> Jobs:
a – Translate this sentence from the article below into Spanish: "His mother, Howla Kaabeh, said there was nothing unusual in the way he said goodbye."
b – Reproduce word for word the part of the article below that runs from "For young people" up to and including "an instant hero.".

> Given passage:
For young people and others in the village, who said they were angered by the war in Gaza over the summer and by recent tensions over the revered Aqsa Mosque in Jerusalem, he had become an instant hero.

“We are proud of him,” said Rima Khattab, 48, a neighbor who runs a minimarket next door to the Matrouk apartment, and whose family owns the building. “Every Palestinian should be proud of him.”

Mr. Matrouk appeared to fit the category of the new kind of threat menacing Israel: attacks carried out with seeming spontaneity by individuals acting without the instruction or backing of an organization. A series of deadly terrorist attacks against Israelis in October and November in Jerusalem, Tel Aviv and the West Bank were the work of Palestinians armed with knives, cleavers or guns or who used vehicles as weapons.

Nobody here could point to anything remarkable about Mr. Matrouk. A former schoolmate said he was a good student but did not excel. Said to be pious, he prayed regularly at mosques but he was not considered an extremist. He was not known to be affiliated with any Palestinian political or militant faction. He took whatever electrical work he could find. When there was none, he helped out his mother, who was divorced from his father 14 years ago, in her Islamic clothing store in Ramallah. Like many in the West Bank, the family was in debt and struggling.

On Tuesday morning, Mr. Matrouk bought chocolate at Mrs. Khattab’s grocery, then went to Ramallah to open his mother’s store. He stayed for a couple of hours, then told his mother he was going to visit his father in the Tulkarm refugee camp, in the northern West Bank. He was planning to ask him for 300 shekels, about $76, to help pay off a 550 shekel debt for his electrical studies.

His mother, Howla Kaabeh, said there was nothing unusual in the way he said goodbye. Then on Wednesday, she heard his name on the news.

The police said that during his initial interrogation, Mr. Matrouk said that he had been motivated by the fighting in Gaza, the tensions over Al Aqsa and radical Islamic content on the Internet that spoke of “reaching paradise” — a goal he apparently believed he could achieve by attacking Israelis.

Officials of Hamas, the Islamic militant group that dominates Gaza, praised Mr. Matrouk’s act without claiming responsibility. The Western-backed Palestinian Authority, led by President Mahmoud Abbas, Israel’s on-again-off-again negotiating partner, had not condemned the attack.

> Given records:

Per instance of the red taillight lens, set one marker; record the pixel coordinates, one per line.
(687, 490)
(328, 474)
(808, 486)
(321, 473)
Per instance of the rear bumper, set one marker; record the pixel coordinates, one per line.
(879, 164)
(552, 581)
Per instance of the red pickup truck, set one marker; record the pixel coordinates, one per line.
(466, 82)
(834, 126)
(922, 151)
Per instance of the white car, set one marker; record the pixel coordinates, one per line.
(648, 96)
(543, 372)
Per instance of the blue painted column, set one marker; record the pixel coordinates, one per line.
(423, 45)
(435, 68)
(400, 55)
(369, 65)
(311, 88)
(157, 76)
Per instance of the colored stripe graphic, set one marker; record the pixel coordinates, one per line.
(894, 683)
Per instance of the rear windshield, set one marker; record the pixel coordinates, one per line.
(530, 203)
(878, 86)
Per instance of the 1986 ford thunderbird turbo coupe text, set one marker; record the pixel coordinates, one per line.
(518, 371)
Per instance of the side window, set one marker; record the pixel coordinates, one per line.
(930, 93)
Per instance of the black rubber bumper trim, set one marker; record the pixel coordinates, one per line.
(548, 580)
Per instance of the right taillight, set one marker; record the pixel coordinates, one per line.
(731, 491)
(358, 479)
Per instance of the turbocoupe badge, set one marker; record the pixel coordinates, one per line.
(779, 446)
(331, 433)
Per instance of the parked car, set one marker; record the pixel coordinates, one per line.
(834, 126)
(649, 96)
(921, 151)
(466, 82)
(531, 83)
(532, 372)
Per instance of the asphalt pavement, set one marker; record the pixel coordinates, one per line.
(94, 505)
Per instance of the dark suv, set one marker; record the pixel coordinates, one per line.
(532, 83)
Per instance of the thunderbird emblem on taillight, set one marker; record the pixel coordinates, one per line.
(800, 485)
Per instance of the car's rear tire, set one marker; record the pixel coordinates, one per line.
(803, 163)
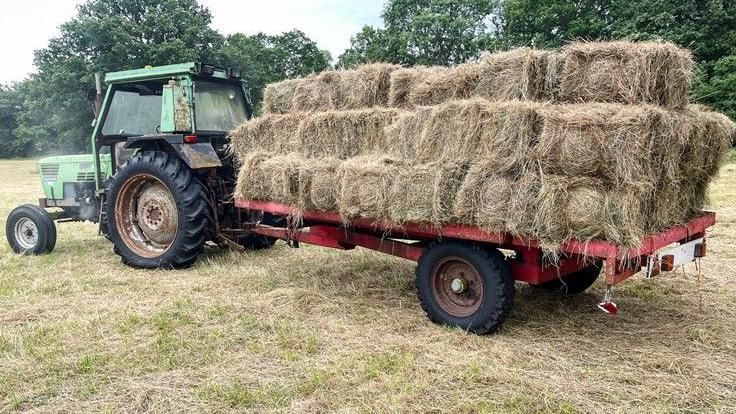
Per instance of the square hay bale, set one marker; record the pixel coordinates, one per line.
(365, 186)
(344, 134)
(253, 181)
(497, 202)
(317, 92)
(439, 86)
(319, 184)
(585, 209)
(282, 178)
(366, 86)
(475, 129)
(278, 97)
(269, 133)
(426, 193)
(609, 141)
(402, 135)
(523, 73)
(403, 83)
(626, 72)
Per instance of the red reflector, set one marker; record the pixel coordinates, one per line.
(668, 263)
(700, 250)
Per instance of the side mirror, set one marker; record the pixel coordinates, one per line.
(176, 111)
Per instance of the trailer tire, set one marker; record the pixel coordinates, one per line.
(465, 285)
(30, 230)
(157, 188)
(576, 282)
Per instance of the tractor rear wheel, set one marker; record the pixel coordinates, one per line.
(465, 285)
(158, 212)
(30, 230)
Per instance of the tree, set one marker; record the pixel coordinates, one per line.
(719, 90)
(263, 59)
(551, 23)
(9, 108)
(427, 32)
(106, 35)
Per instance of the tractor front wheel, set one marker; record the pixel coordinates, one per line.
(30, 230)
(157, 211)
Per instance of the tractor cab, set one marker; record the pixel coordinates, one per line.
(160, 177)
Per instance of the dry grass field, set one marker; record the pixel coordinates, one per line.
(313, 330)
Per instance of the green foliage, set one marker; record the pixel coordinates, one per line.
(9, 110)
(263, 59)
(553, 22)
(719, 90)
(426, 32)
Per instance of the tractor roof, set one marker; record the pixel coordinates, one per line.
(168, 71)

> The solutions:
a – Su madre, Howla Kaabeh, dijo que no hubo nada inusual en la forma en que se despidió.

b –
For young people and others in the village, who said they were angered by the war in Gaza over the summer and by recent tensions over the revered Aqsa Mosque in Jerusalem, he had become an instant hero.